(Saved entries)
####

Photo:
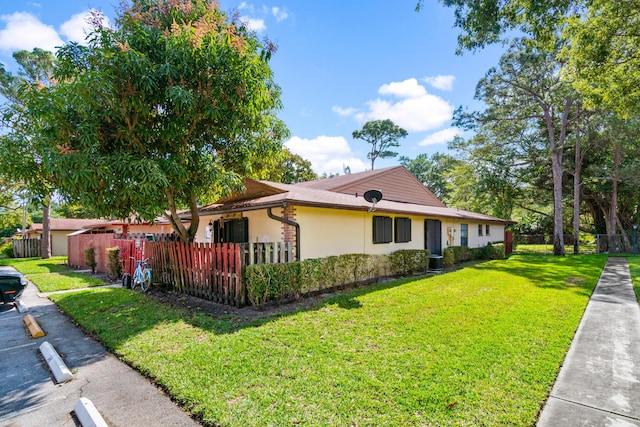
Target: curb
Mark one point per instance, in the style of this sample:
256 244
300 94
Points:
87 414
21 307
57 366
32 325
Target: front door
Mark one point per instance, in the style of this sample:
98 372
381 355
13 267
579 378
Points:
433 236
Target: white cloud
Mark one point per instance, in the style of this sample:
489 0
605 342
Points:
415 111
279 14
440 137
414 114
24 31
254 24
405 89
327 154
344 112
440 81
78 26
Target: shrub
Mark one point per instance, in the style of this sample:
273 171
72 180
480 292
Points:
280 282
113 261
448 257
90 258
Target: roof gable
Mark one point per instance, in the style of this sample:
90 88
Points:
396 184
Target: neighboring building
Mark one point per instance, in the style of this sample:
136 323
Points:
331 217
62 227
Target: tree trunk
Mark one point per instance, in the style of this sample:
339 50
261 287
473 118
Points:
46 228
576 197
556 148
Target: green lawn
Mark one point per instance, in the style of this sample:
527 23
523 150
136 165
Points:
479 346
51 274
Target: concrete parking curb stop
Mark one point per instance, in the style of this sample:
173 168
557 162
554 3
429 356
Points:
32 325
58 368
87 413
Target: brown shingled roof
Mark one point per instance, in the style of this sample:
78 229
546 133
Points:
396 184
301 195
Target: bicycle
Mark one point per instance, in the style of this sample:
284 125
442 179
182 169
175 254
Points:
141 276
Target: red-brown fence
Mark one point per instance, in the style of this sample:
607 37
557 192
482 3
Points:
206 270
78 243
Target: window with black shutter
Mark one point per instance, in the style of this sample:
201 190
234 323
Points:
382 229
403 230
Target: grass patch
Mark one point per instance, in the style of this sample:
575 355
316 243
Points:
479 346
51 274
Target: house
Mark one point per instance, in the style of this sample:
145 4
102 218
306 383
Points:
63 227
332 217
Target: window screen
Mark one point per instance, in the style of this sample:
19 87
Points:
403 230
382 229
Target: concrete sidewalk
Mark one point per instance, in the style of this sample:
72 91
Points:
599 383
30 397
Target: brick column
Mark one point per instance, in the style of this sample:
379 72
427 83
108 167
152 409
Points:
289 231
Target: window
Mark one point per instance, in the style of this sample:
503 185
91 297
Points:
231 231
464 235
403 230
382 229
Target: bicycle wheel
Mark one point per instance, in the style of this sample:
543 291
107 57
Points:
126 281
137 279
146 280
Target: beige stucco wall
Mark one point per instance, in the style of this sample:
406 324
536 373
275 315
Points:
59 243
474 241
261 227
325 232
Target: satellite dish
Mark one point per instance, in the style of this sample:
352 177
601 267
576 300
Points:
372 196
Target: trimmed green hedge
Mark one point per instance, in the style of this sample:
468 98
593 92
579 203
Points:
279 282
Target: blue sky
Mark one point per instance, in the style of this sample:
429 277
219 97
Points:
339 64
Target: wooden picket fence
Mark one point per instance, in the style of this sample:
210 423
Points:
27 248
211 271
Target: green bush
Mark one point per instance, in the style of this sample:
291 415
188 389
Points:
280 282
448 257
7 249
113 261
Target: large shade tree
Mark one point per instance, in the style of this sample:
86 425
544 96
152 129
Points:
383 136
23 154
169 109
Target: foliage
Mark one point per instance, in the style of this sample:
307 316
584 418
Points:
383 135
433 172
24 159
448 257
288 168
90 258
281 282
171 108
7 249
479 346
114 263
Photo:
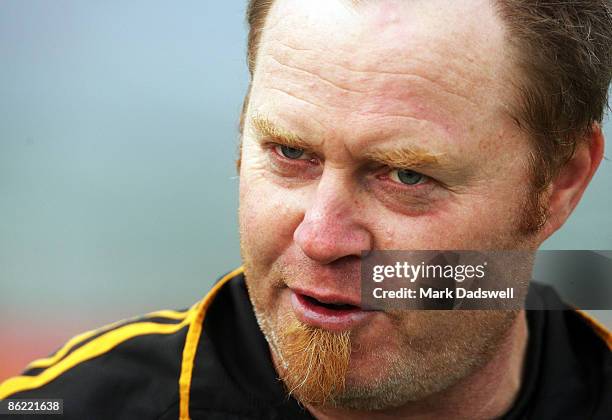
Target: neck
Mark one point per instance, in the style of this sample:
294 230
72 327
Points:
487 393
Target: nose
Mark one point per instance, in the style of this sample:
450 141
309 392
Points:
331 229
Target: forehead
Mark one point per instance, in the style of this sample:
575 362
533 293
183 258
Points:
429 64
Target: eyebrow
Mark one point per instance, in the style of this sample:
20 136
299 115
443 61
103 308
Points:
266 128
404 157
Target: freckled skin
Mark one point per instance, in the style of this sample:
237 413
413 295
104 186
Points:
428 73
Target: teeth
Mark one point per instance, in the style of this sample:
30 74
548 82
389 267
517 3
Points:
331 305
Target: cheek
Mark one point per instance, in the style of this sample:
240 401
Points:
268 217
469 222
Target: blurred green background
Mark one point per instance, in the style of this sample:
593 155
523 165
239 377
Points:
118 191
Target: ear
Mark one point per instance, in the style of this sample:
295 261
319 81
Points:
567 188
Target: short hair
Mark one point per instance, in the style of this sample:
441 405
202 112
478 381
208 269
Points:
562 49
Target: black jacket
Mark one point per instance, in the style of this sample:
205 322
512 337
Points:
212 362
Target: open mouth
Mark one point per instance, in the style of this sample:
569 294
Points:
331 306
335 314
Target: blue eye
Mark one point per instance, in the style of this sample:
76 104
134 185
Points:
406 176
291 152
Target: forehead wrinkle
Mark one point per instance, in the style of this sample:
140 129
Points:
296 59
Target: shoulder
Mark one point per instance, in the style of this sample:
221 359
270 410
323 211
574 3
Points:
97 371
129 369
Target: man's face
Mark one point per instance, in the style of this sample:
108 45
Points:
381 125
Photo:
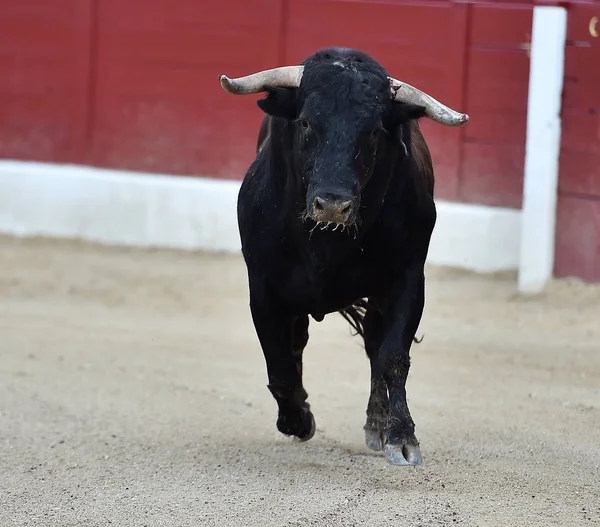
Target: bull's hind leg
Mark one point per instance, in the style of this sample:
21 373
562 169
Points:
283 338
377 407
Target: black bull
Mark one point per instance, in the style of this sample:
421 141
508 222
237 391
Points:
336 214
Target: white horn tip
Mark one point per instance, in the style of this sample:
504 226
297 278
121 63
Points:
463 119
225 82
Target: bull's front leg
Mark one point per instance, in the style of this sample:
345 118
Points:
283 338
402 316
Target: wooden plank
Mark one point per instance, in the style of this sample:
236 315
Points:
44 86
159 106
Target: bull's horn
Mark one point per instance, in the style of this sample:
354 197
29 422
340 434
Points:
285 76
435 110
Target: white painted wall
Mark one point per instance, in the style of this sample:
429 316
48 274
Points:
542 148
149 210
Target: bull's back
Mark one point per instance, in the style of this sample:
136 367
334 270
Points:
263 133
422 156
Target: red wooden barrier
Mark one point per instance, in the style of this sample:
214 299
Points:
45 79
578 220
133 84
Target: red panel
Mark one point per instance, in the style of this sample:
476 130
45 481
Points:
492 174
44 79
497 84
578 238
420 43
578 218
159 106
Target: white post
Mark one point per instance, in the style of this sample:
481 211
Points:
542 150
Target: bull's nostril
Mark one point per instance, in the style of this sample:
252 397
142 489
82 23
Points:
319 204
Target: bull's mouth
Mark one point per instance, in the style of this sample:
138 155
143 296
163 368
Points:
349 227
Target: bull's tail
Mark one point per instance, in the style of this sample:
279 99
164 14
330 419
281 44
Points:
355 316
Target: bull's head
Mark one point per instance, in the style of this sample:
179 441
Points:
341 112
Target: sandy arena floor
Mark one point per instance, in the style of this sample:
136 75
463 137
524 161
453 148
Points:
133 393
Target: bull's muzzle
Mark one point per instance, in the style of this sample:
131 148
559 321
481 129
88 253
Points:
332 209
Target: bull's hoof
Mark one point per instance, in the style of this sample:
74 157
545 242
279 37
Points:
311 432
300 424
374 439
403 454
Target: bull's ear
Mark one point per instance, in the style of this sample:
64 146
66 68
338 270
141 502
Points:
404 112
279 102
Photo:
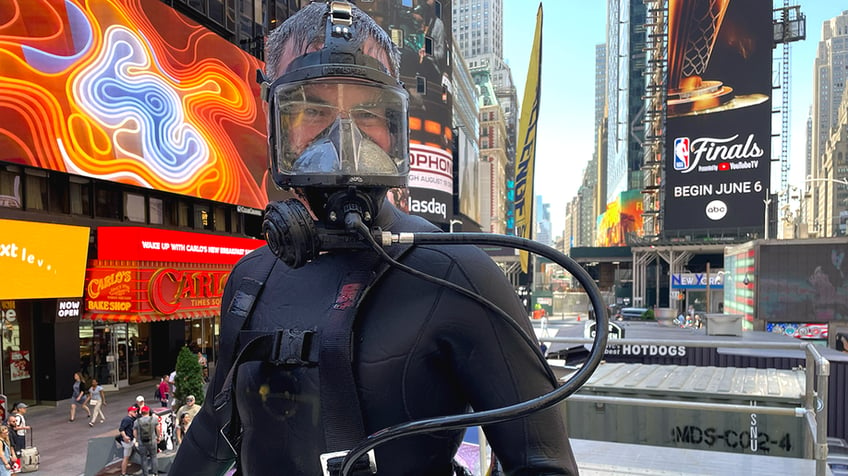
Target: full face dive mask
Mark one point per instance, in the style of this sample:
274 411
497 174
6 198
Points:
338 131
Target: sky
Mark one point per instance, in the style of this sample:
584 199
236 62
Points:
565 135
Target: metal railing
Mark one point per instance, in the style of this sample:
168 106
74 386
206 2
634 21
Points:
814 411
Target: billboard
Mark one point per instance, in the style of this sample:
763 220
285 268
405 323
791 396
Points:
421 29
150 244
623 217
133 92
718 129
32 266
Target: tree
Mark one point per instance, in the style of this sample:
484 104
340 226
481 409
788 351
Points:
189 378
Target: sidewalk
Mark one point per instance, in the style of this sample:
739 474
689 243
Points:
63 445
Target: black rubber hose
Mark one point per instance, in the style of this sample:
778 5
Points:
518 410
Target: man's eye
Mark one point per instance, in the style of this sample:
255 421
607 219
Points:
368 116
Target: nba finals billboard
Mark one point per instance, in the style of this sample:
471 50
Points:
718 129
132 92
421 30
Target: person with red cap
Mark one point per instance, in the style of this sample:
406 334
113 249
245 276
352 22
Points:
146 431
125 433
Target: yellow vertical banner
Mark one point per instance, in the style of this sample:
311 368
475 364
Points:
526 150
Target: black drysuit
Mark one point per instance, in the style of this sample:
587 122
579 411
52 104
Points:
420 351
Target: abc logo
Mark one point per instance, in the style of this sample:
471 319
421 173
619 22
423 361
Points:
716 210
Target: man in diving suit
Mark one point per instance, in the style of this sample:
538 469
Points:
419 350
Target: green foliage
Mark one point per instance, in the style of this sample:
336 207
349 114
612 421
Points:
189 379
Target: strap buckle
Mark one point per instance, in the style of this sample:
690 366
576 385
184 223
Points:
331 463
292 347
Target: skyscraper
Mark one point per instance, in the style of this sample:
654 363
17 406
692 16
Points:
478 34
829 78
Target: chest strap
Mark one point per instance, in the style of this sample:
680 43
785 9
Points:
332 347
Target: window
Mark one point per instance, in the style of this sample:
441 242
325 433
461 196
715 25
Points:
10 186
134 209
58 193
397 36
155 211
221 223
184 217
80 196
35 190
203 219
108 201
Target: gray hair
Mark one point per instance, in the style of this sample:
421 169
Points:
306 28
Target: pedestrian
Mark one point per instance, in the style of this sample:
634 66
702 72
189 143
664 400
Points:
78 397
146 431
125 432
97 398
189 407
139 402
183 422
6 452
204 366
17 425
164 391
337 136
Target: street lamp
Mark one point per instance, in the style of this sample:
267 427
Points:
828 217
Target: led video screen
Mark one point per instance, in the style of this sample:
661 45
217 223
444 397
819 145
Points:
132 92
718 130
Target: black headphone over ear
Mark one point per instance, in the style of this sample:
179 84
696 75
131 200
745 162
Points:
290 232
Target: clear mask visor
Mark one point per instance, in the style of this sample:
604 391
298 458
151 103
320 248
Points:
341 128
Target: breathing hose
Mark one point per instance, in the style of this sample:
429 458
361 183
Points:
511 412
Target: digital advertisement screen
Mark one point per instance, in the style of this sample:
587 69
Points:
133 92
622 218
718 134
150 244
421 29
32 266
804 283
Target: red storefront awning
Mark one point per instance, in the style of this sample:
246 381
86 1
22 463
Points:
148 275
147 316
134 243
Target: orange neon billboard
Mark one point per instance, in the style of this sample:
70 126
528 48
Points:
133 92
41 260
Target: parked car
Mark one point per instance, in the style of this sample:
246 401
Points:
633 314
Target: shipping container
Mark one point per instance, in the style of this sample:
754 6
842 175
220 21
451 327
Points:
750 433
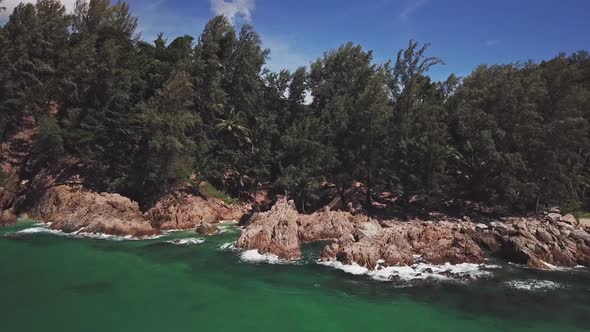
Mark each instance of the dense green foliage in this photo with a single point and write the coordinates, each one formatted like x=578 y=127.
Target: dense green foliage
x=146 y=117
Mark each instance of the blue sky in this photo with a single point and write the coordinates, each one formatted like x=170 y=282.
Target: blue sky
x=464 y=33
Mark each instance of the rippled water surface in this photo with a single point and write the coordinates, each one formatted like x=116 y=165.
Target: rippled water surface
x=186 y=282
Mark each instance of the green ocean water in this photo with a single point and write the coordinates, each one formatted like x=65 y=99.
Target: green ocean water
x=56 y=283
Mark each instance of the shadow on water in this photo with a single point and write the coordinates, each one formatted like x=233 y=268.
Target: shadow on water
x=91 y=287
x=206 y=262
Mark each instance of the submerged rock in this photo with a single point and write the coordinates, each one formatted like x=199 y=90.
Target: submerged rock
x=273 y=232
x=207 y=229
x=71 y=208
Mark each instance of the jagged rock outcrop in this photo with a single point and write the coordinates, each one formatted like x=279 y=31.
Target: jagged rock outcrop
x=71 y=209
x=402 y=242
x=539 y=243
x=273 y=232
x=182 y=210
x=556 y=240
x=207 y=229
x=7 y=218
x=328 y=225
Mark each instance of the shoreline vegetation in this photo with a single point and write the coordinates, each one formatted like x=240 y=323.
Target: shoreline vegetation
x=103 y=132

####

Problem: Every line containing the string "billboard" is required; copy each such line from the data.

Task answer:
Target: billboard
Target: nba finals billboard
Target: orange neon billboard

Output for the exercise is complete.